Data extract>
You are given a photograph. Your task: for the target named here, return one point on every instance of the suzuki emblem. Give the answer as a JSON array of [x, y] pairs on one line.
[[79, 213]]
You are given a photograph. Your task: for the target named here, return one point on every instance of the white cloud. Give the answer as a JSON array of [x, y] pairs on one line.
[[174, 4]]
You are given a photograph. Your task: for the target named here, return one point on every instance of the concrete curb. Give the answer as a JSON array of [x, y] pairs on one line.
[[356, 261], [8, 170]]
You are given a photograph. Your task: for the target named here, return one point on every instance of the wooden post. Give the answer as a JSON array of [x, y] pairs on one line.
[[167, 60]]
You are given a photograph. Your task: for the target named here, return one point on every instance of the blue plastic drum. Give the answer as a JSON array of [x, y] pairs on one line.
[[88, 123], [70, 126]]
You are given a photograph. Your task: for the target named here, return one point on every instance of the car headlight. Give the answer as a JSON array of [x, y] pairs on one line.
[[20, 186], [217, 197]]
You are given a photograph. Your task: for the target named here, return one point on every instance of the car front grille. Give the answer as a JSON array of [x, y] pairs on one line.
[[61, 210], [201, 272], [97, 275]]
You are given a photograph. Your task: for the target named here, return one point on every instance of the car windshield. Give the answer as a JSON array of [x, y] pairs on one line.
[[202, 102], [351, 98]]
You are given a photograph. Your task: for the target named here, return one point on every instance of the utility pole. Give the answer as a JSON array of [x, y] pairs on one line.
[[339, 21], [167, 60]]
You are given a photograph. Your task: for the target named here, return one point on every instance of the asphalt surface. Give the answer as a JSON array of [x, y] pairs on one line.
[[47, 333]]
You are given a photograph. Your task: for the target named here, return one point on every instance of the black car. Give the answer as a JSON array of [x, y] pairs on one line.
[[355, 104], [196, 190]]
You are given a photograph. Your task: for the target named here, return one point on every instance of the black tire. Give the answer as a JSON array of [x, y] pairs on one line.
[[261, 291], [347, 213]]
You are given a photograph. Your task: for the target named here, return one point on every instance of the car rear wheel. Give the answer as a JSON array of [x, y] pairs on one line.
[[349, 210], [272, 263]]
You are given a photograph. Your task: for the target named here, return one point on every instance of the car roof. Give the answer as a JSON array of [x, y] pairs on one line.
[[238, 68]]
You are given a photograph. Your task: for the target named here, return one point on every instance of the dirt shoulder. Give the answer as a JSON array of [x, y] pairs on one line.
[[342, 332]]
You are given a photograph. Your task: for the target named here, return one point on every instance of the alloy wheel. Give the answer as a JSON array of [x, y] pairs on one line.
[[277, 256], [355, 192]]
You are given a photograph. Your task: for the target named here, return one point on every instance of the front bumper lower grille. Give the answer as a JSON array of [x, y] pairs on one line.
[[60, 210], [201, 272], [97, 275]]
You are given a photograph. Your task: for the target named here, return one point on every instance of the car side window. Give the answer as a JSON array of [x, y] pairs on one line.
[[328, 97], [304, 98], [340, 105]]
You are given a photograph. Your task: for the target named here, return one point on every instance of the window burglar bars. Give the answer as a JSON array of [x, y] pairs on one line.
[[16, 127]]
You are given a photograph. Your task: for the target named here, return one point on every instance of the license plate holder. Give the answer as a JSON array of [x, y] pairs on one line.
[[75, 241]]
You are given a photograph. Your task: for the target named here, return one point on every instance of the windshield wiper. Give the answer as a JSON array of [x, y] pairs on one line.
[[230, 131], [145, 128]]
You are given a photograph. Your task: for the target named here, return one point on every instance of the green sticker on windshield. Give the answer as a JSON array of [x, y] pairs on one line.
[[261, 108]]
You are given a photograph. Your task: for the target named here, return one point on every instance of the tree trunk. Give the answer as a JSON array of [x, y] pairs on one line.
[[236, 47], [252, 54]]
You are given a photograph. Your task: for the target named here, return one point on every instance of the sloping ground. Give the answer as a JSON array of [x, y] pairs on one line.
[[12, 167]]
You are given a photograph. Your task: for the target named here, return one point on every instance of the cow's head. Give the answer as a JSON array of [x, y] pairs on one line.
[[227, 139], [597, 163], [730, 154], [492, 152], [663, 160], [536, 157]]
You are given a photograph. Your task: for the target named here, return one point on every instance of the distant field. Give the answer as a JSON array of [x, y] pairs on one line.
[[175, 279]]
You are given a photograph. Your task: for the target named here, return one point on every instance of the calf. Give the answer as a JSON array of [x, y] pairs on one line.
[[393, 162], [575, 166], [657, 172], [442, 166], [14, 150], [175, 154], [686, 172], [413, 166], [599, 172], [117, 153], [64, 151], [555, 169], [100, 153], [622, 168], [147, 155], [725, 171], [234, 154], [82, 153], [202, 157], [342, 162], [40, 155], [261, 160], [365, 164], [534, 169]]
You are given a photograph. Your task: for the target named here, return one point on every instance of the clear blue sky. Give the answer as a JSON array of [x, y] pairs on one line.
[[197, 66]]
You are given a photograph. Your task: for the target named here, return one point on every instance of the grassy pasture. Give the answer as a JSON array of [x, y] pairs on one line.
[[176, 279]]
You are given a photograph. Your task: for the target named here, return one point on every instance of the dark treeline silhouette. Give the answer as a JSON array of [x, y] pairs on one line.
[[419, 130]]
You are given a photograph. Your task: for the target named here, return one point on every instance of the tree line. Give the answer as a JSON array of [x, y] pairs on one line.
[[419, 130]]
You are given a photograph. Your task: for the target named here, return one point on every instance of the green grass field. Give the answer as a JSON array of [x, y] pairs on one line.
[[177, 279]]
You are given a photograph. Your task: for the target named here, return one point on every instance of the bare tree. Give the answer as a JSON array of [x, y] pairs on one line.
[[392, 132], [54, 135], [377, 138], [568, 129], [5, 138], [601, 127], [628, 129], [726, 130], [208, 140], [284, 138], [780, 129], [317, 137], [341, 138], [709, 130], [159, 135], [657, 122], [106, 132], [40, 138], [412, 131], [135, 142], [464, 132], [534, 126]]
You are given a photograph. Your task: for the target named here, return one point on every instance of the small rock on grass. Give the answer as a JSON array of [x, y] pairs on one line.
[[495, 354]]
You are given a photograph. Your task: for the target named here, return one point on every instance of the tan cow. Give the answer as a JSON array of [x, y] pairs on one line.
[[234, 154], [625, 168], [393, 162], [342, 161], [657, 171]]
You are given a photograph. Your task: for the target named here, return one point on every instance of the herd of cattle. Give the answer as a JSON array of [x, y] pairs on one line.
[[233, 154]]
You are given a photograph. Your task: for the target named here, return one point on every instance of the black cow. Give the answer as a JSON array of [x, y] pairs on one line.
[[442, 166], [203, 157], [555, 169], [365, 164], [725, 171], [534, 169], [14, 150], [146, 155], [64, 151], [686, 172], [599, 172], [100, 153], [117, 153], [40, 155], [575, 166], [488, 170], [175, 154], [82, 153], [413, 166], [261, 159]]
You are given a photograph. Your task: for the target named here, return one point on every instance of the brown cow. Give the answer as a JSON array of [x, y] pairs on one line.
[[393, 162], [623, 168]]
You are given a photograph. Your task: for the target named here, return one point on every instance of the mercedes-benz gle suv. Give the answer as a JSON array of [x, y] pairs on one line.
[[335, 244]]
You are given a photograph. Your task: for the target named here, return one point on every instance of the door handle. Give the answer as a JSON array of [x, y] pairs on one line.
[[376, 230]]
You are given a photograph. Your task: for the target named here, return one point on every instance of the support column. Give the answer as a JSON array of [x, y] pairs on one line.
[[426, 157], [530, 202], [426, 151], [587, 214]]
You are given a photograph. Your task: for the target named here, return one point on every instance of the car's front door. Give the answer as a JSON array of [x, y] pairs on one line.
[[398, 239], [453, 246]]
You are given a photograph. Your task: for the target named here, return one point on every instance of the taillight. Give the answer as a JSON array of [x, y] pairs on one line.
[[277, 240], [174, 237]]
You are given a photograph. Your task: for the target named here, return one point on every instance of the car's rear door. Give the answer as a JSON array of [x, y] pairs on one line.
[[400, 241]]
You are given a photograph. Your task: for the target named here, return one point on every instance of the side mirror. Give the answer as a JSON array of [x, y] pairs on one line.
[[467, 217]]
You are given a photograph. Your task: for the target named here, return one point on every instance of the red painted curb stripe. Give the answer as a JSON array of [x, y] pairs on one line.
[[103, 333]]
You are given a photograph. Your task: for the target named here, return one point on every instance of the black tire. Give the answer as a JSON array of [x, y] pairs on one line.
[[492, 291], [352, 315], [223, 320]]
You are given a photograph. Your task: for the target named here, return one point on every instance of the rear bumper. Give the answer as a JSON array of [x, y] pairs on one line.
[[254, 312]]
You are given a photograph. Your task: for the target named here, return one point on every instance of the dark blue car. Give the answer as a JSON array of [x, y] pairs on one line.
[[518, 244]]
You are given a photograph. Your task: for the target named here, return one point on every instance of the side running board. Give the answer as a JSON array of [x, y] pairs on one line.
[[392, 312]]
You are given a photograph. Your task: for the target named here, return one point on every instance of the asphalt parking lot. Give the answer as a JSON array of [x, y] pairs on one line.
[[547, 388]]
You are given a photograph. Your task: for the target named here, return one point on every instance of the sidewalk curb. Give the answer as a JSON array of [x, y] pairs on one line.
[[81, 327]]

Work instructions> Lines from the one with "the car's rear" through the last line of the listing above: return these exactly, and nothing else.

Answer for the task>
You are given a photograph. Your task: for the target named here, return one point on every instance of the car's rear door. Give the answer as a JSON array of [x, y] pairs on one line.
[[400, 241]]
You are given a photograph. Your task: for the target named here, return one point on every instance of the side mirror. Give the answer as a JSON array of [x, y] pairs on one line.
[[467, 217]]
You are given a photograph. Your task: for the target named here, return one point on every instance of the red painted curb stripe. Give the answer as a JSON array of [x, y] pairs on one line.
[[103, 333]]
You are given a photograph. Your task: for the target named here, return one point on every instance of the black tire. Give the answer as a JSON array of [x, y] pairs on one line.
[[492, 291], [352, 315], [223, 320]]
You are given a photograph. Your task: for the target named here, return one point on every instance of the rear bumper. Give the answer as a JSON array of [x, y] pairs on one line.
[[254, 312]]
You are given a photograph. Your task: for the target named here, return one point on every instance of the dark blue car. Give the answer as a JSON array of [x, y] pairs on one line.
[[518, 244]]
You are given a photograph. Your task: for the target named here, return one point on every instance of the side running board. Give the answer as a JSON array of [x, y] pairs on one line.
[[392, 312]]
You are given a photograph. Your task: for the target named here, return one point on every instance of the asphalt parking lot. Give the answer as a JSON array of [x, y] pairs on one line.
[[547, 388]]
You are given a photograph. Your task: for the target named here, return one point on every instance of the sidewalk curb. Give the answer as a JSON array of [x, y] pairs on one line.
[[81, 327]]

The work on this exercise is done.